Pointing records
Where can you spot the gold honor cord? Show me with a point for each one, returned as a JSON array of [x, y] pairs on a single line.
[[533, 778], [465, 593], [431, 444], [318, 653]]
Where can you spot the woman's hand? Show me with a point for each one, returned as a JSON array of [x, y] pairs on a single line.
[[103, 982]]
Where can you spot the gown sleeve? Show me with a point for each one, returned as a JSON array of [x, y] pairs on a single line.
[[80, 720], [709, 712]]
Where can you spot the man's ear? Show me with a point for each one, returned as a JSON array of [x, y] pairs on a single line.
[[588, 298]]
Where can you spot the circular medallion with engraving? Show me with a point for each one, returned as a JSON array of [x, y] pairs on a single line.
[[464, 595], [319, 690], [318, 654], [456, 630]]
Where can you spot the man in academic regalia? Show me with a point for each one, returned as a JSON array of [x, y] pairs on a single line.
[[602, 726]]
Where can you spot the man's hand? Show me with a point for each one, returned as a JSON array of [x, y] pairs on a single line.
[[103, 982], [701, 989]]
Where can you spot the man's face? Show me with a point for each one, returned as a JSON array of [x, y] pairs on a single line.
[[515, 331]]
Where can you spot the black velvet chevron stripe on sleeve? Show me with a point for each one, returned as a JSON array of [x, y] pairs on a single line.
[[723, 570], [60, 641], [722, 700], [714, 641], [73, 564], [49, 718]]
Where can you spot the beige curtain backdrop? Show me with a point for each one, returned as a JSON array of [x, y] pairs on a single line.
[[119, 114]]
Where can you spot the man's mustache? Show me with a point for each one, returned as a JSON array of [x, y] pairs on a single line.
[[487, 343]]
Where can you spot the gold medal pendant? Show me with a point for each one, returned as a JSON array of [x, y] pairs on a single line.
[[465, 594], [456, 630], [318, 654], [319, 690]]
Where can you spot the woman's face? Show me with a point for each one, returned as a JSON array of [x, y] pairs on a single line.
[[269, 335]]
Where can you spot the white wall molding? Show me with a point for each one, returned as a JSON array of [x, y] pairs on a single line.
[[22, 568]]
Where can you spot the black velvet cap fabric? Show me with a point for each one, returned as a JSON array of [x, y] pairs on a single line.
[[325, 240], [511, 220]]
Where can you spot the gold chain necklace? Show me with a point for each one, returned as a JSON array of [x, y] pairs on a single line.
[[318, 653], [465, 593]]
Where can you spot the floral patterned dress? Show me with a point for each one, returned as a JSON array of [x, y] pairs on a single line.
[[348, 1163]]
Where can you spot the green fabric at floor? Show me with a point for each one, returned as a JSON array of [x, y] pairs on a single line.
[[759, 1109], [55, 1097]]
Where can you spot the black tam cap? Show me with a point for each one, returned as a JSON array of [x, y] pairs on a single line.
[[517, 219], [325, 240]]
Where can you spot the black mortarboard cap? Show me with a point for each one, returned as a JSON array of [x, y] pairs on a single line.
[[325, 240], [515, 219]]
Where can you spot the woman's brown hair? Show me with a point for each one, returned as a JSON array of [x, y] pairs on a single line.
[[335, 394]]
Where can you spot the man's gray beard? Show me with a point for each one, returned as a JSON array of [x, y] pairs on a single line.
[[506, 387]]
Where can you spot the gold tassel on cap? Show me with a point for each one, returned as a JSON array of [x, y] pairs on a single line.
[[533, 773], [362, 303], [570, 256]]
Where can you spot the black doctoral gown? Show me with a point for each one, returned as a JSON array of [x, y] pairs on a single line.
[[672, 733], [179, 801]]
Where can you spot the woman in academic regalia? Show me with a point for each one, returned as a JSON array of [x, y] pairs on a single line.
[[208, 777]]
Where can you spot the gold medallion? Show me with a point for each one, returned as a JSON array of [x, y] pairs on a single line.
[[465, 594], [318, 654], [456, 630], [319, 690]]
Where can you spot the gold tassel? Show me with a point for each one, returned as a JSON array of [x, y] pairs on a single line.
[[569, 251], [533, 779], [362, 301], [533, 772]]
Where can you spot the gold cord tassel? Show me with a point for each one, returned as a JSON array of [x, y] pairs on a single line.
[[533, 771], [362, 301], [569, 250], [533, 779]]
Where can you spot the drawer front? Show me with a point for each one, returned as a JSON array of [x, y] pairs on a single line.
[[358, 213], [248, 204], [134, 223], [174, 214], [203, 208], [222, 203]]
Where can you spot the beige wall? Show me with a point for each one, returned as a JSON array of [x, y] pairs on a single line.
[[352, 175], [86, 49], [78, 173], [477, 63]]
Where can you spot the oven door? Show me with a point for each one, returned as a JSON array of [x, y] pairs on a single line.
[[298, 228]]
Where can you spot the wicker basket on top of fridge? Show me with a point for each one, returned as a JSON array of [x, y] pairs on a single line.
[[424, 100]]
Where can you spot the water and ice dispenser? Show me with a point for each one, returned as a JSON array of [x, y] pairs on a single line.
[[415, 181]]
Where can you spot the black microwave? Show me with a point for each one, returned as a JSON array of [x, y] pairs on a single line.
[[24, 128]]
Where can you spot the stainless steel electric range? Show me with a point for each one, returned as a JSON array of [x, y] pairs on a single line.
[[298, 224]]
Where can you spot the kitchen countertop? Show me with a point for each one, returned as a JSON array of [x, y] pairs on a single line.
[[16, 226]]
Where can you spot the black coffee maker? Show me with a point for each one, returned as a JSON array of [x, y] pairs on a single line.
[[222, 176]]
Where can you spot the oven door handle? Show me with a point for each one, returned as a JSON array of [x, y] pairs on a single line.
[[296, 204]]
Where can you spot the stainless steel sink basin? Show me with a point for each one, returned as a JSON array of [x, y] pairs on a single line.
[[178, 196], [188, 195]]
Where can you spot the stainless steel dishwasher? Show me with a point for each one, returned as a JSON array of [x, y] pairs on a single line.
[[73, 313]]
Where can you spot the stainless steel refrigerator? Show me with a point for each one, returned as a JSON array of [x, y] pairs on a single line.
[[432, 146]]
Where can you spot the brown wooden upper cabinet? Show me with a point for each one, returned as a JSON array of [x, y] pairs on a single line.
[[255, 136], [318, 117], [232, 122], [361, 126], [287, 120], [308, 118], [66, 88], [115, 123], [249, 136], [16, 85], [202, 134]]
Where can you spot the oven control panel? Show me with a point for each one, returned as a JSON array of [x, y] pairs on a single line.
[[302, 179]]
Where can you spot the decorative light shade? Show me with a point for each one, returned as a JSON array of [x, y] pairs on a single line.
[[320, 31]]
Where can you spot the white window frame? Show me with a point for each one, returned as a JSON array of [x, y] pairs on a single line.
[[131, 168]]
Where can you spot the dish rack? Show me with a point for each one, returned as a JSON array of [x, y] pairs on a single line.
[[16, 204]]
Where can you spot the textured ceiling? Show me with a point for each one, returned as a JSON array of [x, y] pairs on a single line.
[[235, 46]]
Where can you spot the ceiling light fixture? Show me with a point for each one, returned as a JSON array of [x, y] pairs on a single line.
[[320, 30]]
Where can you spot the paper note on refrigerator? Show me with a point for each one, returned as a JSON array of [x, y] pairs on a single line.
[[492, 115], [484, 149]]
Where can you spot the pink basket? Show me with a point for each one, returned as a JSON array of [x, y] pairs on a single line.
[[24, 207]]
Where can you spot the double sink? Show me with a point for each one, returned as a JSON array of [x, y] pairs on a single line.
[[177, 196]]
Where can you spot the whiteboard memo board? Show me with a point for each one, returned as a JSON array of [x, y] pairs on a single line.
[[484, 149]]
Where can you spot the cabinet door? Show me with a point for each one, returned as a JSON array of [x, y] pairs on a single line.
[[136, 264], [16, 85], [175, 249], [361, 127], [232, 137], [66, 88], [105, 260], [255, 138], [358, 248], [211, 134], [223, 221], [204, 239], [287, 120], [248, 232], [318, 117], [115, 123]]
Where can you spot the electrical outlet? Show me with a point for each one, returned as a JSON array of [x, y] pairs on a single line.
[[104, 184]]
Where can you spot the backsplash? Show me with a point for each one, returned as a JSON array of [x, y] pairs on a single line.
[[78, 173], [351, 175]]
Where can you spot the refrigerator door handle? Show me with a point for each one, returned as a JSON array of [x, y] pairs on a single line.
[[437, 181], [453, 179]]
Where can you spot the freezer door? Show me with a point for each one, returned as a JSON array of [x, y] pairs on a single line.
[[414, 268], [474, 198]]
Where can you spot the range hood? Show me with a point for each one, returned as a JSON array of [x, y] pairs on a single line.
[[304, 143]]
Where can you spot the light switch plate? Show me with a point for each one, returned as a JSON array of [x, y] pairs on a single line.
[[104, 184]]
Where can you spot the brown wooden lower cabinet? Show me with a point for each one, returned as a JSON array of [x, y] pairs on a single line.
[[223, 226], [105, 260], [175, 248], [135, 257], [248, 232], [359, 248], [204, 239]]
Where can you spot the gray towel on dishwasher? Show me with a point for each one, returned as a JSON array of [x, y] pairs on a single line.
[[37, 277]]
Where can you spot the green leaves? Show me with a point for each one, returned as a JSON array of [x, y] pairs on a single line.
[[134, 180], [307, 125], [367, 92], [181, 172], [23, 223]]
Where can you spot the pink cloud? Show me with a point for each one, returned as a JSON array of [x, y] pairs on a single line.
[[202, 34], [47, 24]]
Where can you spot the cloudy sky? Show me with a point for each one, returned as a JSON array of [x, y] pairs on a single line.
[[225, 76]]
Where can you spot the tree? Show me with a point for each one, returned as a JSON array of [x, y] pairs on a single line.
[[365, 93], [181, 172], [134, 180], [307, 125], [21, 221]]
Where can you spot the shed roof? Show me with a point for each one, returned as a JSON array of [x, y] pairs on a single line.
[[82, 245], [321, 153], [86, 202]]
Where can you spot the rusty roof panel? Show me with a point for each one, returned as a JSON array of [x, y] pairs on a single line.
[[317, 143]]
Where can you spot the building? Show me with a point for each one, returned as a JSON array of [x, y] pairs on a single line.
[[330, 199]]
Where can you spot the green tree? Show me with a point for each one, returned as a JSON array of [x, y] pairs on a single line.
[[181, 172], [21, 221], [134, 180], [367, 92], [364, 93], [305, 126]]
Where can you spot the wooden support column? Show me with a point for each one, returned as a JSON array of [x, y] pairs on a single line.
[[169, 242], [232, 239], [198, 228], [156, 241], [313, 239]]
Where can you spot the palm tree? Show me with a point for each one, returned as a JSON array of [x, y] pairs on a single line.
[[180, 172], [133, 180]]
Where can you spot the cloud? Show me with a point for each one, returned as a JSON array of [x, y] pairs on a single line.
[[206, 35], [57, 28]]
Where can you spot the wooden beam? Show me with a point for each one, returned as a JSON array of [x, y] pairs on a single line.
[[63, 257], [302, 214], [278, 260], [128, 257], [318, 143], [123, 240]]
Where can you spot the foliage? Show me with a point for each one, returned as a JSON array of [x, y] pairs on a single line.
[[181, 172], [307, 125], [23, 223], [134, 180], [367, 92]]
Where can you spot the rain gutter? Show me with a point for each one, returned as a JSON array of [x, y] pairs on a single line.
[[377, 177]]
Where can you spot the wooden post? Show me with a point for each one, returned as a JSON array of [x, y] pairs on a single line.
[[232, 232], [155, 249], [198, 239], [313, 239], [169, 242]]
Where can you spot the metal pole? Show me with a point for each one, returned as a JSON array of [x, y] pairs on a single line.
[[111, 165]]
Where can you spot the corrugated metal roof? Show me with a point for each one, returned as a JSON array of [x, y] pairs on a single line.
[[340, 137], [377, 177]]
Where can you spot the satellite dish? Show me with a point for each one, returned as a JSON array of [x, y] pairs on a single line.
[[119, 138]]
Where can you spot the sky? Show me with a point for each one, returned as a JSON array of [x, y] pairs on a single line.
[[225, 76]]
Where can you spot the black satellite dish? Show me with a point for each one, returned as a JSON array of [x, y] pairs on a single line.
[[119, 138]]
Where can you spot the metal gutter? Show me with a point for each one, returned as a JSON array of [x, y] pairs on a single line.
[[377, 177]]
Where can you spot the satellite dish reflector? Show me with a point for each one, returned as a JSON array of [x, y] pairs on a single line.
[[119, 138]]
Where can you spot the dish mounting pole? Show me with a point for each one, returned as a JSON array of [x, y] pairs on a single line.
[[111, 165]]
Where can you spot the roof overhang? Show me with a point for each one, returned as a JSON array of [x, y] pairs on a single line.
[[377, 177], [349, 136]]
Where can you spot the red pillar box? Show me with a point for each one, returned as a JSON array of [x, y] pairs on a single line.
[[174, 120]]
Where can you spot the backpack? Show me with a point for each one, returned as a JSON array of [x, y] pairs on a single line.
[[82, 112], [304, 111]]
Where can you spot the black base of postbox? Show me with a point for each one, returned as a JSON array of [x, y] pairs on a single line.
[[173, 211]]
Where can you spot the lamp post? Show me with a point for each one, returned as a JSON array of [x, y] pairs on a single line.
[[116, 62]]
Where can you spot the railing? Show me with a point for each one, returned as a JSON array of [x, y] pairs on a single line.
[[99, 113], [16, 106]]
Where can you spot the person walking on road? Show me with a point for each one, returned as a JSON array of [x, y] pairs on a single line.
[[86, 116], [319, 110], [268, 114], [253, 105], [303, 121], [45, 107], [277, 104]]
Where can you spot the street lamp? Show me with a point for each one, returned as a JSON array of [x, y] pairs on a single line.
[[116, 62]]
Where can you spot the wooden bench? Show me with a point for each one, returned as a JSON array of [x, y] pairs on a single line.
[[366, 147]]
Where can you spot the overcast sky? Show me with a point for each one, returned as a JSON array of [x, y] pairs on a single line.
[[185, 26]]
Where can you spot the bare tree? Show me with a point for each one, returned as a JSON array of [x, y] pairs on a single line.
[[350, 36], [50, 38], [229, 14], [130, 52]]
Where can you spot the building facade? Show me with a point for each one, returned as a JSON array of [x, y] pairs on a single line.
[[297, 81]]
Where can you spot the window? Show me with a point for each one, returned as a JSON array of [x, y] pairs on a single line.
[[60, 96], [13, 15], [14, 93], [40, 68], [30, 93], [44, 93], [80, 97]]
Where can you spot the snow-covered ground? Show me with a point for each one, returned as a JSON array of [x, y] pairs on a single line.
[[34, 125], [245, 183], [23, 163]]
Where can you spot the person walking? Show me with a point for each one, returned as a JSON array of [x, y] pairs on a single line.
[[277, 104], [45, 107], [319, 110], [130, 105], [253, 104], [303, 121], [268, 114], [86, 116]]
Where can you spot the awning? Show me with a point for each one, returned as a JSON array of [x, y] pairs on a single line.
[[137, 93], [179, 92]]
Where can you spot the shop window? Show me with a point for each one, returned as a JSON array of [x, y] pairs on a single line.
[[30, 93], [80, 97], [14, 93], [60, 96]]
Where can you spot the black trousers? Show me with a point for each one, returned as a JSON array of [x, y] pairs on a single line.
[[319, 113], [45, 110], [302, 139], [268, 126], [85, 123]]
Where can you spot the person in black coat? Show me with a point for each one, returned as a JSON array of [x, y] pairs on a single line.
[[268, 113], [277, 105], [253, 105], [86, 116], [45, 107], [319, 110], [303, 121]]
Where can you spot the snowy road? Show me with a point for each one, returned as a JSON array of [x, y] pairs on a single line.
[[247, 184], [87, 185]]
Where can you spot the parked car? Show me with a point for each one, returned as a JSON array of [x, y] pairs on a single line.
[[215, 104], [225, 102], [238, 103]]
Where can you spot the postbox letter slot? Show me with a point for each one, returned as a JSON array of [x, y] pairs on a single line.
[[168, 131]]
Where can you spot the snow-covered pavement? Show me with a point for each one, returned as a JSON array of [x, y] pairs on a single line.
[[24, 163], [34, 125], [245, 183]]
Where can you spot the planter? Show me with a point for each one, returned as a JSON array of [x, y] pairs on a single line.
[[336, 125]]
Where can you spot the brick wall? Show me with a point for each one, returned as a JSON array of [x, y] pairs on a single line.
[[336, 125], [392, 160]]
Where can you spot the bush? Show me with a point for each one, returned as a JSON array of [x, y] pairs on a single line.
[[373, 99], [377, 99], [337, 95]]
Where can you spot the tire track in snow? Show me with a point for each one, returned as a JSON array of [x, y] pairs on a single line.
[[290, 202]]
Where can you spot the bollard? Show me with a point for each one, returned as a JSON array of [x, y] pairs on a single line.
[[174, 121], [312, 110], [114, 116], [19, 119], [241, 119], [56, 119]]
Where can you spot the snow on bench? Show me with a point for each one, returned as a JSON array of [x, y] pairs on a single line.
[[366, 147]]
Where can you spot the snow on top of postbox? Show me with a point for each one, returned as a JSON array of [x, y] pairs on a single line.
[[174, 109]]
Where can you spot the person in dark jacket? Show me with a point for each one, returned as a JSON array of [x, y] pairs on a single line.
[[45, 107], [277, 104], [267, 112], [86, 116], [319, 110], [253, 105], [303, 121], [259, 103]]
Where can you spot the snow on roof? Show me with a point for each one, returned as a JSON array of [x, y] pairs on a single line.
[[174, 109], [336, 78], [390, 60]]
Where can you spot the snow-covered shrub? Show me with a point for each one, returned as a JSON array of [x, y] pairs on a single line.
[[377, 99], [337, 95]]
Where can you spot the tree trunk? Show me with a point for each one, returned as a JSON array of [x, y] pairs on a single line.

**WORK TO DO**
Update the part of the records that opens with the line containing "Where can you spot the man's gray" and closes with the line containing "[[298, 224]]" by changing "wicker basket" to "woven basket", keeping everything else the same. Return only those lines.

**SOLUTION FOR THIS TASK**
Where can you spot the man's gray beard? Show me with a point for each one, returned as a JSON array of [x, y] pairs on a single line.
[[506, 387]]
Where can you spot the gold tassel on cap? Show me with a point for each one, returned as a JSON array of [x, y] pairs on a single line.
[[533, 773], [362, 303], [570, 256]]
Where can you spot the black doctoral gown? Show me with a point for each one, returned as a JSON array of [x, y] pairs on a single line.
[[672, 733], [179, 801]]
Where can you spot the woman in academic regalia? Show me with a point for each one, returned as a JSON array of [x, y] pairs on a single line.
[[208, 777]]
Where can you spot the gold medallion? Show me with a point for each one, returned as a JSON array of [x, y] pairs on a single line.
[[465, 594], [318, 654], [456, 630], [319, 690]]
Where can you spot the gold tassel? Show me with a point for each one, returned as a JSON array of [x, y] pairs on a single line.
[[569, 251], [533, 779], [362, 301], [533, 772]]
Where can you spot the gold cord tassel? Show me with a point for each one, returned as a JSON array of [x, y] pairs on a single line.
[[533, 771], [362, 301], [569, 250], [533, 779]]
Where can you spot the drawer front? Show me with a point for each one, returned as a JSON array of [x, y] pairs on a single line.
[[358, 213], [248, 204], [134, 223], [174, 214], [203, 208], [222, 203]]
Where can you spot the beige wall? Show me with a point for each one, returned as a JSON array of [x, y] pairs on a single line.
[[352, 175], [86, 49], [78, 173], [477, 63]]
Where can you spot the oven door? Show me with a point for each one, returned as a JSON array of [x, y] pairs on a single line.
[[298, 228]]
Where can you spot the woven basket on top of fridge? Show me with a point for each one, returned as a JSON array of [x, y] pairs on a single line.
[[424, 100]]
Where can you spot the water and ice dispenser? Show me with a point for each one, returned as a JSON array of [x, y] pairs on a single line.
[[415, 181]]
Where can you spot the black microwave? Show me with a point for each one, returned as a JSON array of [x, y] pairs on a single line.
[[24, 128]]
Where can you spot the stainless steel electric range? Show me with a point for each one, returned as a JSON array of [x, y] pairs on a single line.
[[298, 224]]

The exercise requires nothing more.